**Data supplied**

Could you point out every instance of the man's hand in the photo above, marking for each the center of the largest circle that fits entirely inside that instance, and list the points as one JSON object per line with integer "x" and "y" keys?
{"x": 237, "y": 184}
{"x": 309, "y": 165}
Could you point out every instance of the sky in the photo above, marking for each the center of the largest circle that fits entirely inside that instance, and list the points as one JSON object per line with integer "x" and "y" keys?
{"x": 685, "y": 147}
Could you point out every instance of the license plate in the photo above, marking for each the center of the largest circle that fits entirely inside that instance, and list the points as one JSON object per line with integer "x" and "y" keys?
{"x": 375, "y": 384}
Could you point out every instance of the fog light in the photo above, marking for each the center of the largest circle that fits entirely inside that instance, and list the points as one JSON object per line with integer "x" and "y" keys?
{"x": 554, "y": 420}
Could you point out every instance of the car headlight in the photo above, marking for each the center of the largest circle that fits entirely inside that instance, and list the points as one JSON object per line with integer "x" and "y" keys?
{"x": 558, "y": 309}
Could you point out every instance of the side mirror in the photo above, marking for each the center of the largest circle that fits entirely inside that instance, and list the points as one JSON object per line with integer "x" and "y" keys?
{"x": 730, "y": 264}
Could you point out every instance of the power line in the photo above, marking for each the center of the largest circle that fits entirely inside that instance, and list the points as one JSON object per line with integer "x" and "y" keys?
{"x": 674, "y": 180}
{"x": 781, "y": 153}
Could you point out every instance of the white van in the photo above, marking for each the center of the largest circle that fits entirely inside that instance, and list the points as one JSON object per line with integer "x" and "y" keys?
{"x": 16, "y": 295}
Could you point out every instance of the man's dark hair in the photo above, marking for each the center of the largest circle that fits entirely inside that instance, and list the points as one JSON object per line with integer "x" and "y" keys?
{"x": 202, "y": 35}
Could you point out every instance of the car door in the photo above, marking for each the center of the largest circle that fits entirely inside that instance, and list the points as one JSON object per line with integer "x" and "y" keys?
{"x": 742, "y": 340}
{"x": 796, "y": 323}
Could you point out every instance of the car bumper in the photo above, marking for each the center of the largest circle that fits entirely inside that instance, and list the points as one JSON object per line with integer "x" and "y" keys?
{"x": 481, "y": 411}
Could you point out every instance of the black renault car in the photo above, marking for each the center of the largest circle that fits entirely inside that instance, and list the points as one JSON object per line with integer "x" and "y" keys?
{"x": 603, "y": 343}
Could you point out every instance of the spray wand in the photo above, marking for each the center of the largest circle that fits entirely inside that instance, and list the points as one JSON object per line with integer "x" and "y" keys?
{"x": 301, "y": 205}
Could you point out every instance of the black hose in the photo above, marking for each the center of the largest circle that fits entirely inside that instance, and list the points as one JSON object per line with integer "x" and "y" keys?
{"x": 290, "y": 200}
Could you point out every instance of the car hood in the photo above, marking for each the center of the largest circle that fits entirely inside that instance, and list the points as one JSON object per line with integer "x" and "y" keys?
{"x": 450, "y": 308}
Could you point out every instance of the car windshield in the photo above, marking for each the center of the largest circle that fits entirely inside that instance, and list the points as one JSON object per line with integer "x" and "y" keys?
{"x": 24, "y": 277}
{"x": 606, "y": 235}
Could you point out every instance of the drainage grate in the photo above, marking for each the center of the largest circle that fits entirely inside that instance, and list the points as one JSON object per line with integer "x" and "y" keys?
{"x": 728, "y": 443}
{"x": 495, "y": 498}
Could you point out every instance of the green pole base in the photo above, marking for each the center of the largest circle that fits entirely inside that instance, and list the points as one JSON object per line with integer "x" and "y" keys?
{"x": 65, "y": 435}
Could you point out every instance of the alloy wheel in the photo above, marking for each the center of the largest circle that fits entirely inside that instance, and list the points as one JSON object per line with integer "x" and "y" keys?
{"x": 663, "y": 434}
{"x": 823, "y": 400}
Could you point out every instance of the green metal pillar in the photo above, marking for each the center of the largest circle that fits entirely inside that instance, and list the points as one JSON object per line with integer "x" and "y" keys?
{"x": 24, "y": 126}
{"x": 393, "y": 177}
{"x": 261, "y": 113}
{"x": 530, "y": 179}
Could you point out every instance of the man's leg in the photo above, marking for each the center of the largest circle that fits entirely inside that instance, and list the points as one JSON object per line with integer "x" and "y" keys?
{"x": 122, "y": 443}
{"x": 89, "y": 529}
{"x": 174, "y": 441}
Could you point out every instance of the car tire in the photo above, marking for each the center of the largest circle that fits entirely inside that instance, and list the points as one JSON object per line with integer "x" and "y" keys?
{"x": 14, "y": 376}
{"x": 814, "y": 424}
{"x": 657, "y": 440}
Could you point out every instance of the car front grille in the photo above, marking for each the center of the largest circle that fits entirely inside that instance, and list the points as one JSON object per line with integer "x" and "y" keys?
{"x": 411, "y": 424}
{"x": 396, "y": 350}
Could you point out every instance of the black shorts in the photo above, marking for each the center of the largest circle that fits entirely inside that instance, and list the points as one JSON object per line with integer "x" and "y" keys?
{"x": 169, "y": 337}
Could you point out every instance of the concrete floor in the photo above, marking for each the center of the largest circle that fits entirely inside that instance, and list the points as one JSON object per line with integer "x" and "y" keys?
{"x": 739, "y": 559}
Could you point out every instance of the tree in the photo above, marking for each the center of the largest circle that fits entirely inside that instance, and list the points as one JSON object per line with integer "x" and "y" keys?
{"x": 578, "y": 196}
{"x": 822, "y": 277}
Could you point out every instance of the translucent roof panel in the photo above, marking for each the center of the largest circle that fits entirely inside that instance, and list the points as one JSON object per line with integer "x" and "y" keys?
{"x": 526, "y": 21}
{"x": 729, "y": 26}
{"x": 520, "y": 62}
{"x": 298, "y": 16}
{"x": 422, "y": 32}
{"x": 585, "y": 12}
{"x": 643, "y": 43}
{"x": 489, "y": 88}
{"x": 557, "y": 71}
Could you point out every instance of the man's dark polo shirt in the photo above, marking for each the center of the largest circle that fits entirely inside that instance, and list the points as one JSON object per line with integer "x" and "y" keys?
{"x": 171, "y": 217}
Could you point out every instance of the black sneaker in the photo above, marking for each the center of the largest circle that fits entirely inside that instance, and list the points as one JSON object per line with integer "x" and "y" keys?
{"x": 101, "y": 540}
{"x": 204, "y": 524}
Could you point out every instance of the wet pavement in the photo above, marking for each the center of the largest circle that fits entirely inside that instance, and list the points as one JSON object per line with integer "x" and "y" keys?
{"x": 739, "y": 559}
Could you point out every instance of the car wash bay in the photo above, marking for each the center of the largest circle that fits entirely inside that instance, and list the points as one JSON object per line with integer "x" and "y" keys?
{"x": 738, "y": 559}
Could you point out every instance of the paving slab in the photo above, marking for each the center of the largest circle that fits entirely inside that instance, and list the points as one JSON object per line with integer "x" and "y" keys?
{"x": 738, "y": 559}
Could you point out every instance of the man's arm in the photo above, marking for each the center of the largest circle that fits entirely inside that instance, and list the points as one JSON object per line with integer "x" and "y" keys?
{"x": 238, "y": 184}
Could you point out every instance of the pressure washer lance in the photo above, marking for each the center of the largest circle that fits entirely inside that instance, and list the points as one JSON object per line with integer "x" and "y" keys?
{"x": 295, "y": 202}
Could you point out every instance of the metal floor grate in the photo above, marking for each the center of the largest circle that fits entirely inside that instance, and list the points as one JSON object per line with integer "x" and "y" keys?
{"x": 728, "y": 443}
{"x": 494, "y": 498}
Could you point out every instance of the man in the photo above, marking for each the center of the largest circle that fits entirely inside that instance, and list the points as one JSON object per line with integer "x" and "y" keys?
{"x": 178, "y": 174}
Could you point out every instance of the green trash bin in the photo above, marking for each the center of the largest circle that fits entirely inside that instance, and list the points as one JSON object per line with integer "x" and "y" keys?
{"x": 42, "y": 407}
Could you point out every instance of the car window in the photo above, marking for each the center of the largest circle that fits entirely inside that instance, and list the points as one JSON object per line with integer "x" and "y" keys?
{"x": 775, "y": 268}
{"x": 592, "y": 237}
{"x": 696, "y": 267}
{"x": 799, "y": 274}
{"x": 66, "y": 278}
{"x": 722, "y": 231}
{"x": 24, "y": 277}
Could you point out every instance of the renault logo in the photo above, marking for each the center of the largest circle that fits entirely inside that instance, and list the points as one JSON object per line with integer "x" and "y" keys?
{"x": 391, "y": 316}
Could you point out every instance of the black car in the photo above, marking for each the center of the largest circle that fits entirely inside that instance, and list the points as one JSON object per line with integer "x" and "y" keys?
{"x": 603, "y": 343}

**Task directions**
Return the line that contains "Could you point out every instance of the car window" and all lines after it, verbatim, and nothing else.

**In response**
Could you point out every instance of the car window in the photo above, marking for each the center of the largest circle that fits entirely inside that instance, and list the points as one JSON object per line with integer "x" and "y" keys?
{"x": 775, "y": 268}
{"x": 592, "y": 237}
{"x": 696, "y": 267}
{"x": 799, "y": 274}
{"x": 66, "y": 278}
{"x": 722, "y": 231}
{"x": 24, "y": 277}
Could you point out every instance of the renault logo in the photo above, marking for each the center of the largest circle that fits entirely inside that instance, and list the points as one JSON object per line with integer "x" and "y" keys?
{"x": 391, "y": 316}
Could you point out every instance of the black car in the photo above, marking for each the center of the largest circle that fits entirely inside that instance, and list the points as one JSON object per line with integer "x" and "y" keys?
{"x": 603, "y": 343}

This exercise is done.